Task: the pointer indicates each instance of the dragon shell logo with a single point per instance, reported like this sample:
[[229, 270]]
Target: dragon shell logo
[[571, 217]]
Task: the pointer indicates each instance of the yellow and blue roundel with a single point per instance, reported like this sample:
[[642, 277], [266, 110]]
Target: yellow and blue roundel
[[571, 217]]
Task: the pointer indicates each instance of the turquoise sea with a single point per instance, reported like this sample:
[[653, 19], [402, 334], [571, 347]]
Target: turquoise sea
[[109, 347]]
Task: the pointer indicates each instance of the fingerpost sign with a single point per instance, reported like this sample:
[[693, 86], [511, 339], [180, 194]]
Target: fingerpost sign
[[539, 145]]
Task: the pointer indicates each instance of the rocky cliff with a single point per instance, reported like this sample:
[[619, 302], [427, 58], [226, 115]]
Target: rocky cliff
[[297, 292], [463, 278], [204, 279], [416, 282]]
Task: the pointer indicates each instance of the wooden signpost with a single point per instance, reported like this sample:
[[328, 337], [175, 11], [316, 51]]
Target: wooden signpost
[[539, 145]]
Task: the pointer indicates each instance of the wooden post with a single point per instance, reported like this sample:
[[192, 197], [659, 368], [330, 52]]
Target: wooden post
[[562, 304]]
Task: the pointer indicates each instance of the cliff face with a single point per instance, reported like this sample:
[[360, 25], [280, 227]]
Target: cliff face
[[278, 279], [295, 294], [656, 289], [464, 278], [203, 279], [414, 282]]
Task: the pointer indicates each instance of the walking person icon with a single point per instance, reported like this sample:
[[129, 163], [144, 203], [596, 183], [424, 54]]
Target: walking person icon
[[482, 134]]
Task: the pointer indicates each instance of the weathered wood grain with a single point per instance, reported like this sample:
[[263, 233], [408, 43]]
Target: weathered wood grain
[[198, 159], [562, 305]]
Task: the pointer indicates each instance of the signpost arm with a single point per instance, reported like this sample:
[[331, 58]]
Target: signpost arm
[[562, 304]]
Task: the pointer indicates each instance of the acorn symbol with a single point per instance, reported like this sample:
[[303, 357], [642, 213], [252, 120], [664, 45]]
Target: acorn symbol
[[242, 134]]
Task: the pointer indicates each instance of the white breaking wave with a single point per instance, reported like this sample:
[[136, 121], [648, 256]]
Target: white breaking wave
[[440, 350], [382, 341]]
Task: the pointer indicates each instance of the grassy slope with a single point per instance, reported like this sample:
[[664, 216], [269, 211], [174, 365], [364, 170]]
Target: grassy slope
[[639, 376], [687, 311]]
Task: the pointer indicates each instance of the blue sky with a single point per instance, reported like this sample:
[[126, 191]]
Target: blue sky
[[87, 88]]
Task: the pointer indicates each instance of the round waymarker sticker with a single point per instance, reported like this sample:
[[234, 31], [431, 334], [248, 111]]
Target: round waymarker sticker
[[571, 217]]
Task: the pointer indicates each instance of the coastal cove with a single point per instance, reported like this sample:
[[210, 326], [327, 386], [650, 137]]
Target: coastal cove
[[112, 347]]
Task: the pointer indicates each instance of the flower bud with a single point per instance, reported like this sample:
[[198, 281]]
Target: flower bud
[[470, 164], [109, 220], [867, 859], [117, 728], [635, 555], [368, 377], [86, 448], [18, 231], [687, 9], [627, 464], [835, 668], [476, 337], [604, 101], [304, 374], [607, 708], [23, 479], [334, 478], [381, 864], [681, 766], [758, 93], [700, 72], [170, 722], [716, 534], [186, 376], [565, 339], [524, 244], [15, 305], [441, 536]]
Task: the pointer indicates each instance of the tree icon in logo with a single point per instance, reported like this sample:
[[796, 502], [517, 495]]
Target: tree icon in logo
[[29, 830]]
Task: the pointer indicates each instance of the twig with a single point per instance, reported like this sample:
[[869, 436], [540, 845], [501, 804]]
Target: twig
= = = = = = =
§ **PROBLEM DETAILS**
Show all lines from the records above where the word "twig" occurs.

§ **REPLY TO THE TASK**
Task: the pointer indicates each instance of the twig with a single point per instance, reported like this sample:
Target: twig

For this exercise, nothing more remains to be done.